**What needs to be done:**
Whichever lines of the entries hold the word "below" should be identified and copied.

**Supplied entries:**
Segment Open

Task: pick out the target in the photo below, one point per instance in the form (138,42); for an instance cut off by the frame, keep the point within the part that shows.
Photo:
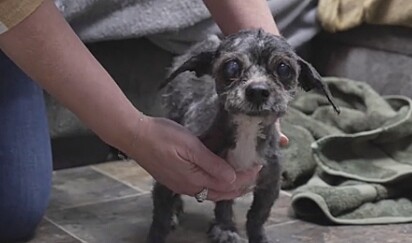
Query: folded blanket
(339,15)
(174,25)
(352,168)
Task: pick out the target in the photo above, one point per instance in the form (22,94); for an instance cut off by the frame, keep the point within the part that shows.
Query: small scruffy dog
(237,88)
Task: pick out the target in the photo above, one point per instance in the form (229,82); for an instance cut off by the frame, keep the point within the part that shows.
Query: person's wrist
(135,135)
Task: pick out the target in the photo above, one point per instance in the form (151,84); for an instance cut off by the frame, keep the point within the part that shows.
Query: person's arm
(45,47)
(234,15)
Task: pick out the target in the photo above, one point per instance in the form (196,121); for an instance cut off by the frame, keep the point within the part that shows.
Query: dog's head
(256,73)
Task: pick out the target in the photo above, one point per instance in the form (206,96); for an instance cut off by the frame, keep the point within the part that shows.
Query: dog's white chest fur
(244,155)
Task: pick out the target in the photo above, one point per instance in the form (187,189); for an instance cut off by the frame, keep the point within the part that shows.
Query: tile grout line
(102,201)
(117,179)
(281,224)
(64,230)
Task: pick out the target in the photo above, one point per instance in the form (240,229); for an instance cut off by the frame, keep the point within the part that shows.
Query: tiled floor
(111,203)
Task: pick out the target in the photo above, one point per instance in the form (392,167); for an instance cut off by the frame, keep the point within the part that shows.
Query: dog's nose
(257,93)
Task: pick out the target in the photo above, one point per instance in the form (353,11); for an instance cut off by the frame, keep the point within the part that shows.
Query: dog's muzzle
(257,93)
(202,195)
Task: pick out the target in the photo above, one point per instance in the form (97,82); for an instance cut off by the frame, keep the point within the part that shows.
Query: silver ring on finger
(202,195)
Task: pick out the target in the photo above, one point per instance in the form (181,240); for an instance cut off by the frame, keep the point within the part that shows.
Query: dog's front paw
(223,234)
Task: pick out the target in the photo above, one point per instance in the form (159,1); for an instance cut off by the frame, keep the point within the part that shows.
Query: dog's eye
(283,70)
(231,69)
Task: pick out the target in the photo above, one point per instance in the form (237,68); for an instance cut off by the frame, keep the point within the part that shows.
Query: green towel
(352,168)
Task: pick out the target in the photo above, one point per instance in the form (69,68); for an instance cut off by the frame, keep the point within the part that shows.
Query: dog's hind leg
(264,196)
(167,206)
(223,229)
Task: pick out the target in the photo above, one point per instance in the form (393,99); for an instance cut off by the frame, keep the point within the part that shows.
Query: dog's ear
(309,79)
(201,64)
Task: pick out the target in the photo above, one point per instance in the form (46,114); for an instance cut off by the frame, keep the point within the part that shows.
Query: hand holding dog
(177,159)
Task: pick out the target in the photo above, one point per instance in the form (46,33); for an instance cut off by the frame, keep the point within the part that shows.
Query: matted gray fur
(229,92)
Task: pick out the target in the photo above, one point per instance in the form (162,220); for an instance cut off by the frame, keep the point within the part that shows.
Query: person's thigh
(25,154)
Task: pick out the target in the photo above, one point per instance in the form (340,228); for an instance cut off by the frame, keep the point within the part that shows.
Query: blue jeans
(25,154)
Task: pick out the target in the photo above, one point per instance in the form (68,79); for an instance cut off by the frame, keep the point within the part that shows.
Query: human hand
(178,160)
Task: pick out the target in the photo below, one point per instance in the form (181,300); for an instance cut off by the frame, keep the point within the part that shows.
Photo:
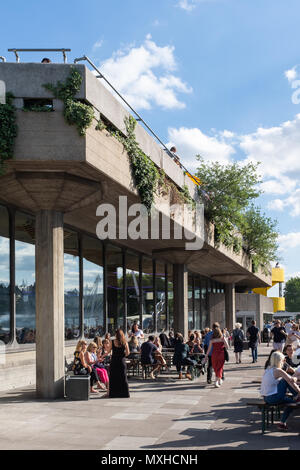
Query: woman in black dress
(118,387)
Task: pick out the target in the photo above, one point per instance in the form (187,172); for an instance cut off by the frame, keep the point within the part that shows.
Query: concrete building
(58,281)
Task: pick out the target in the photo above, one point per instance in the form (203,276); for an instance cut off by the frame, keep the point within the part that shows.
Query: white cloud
(291,74)
(290,240)
(190,142)
(190,5)
(145,75)
(98,44)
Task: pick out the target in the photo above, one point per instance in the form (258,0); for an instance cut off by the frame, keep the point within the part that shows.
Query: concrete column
(230,316)
(49,304)
(180,286)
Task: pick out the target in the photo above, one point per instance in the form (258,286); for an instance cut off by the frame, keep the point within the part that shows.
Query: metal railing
(138,116)
(16,51)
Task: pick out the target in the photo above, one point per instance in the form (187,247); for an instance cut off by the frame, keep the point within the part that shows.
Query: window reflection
(132,289)
(190,303)
(4,277)
(93,287)
(148,295)
(115,288)
(160,296)
(71,285)
(197,304)
(25,278)
(170,297)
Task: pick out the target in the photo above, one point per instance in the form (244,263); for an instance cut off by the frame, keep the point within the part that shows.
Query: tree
(292,294)
(230,191)
(259,236)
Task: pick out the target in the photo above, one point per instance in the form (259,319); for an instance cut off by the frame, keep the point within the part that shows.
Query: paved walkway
(167,414)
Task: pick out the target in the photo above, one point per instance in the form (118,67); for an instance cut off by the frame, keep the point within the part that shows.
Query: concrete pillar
(180,286)
(49,304)
(230,314)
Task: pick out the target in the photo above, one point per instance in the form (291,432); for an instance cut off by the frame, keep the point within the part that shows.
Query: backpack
(238,335)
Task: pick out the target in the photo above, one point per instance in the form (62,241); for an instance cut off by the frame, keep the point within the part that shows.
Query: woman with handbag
(238,342)
(80,367)
(218,344)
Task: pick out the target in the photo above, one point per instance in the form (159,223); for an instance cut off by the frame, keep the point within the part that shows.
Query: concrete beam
(180,280)
(230,310)
(49,304)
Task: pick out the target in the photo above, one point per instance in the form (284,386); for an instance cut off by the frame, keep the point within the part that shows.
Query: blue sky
(193,69)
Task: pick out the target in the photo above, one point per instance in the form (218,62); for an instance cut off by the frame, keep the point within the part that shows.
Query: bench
(267,409)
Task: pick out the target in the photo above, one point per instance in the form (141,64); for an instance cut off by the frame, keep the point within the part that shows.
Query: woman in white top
(274,385)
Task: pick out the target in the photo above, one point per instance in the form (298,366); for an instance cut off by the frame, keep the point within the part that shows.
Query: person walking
(254,340)
(279,336)
(118,387)
(217,344)
(238,338)
(207,338)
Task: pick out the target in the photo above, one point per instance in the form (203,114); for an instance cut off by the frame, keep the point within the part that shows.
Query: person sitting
(274,385)
(96,362)
(181,358)
(148,350)
(80,366)
(158,354)
(164,340)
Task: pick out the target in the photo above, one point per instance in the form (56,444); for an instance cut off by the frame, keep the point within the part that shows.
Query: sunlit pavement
(164,414)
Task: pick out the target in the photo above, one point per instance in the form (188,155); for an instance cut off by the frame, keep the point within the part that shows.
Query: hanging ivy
(8,130)
(75,112)
(144,171)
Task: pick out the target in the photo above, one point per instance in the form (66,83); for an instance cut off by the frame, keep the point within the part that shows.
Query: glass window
(115,301)
(132,289)
(92,254)
(170,297)
(197,297)
(204,298)
(25,278)
(148,295)
(4,277)
(71,285)
(190,303)
(160,296)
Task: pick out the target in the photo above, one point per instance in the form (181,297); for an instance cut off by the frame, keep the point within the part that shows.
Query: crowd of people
(107,360)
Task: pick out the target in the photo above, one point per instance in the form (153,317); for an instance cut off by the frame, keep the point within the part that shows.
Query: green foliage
(144,171)
(187,199)
(231,189)
(8,130)
(260,236)
(292,294)
(75,112)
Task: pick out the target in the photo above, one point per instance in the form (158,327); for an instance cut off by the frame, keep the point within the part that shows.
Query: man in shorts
(279,336)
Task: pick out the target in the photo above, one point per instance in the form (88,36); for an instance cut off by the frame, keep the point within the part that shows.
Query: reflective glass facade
(105,286)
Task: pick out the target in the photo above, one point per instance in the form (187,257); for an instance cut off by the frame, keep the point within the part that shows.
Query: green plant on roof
(75,112)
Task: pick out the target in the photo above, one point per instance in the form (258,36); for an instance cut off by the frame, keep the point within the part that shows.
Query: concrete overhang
(56,168)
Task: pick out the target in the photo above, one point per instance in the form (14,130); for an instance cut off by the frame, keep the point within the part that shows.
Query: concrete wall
(19,368)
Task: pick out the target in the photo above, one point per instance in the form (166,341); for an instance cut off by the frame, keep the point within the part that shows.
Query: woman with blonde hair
(238,342)
(117,373)
(95,361)
(274,385)
(81,367)
(217,344)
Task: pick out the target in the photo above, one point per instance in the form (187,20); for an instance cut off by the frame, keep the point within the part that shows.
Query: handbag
(226,355)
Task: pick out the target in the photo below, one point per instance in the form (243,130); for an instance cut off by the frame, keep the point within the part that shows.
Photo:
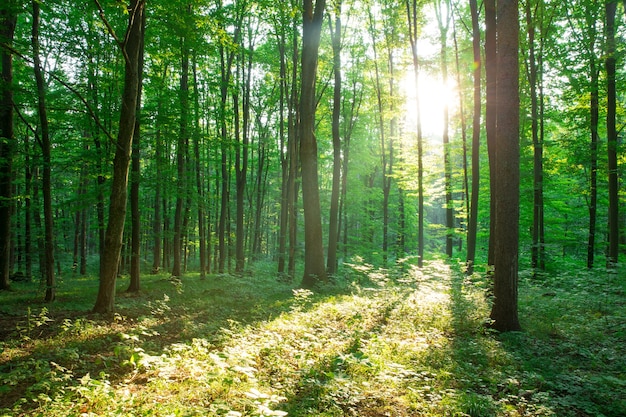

Segment Closed

**Solution for this exercise:**
Task: pick out the target in the photo below, one point per instance in the form (138,42); for an instance cut off by the frame, keep the point within the part that shows.
Task: pick out the target in the photo below, one point per instance in the form (181,300); for an instance cut off by the frame, keep the point within the part that shows.
Task: pick out the target in the photo below, one point per instance in the form (243,130); for an instance cut off by the frame, keep the point within the part that shows.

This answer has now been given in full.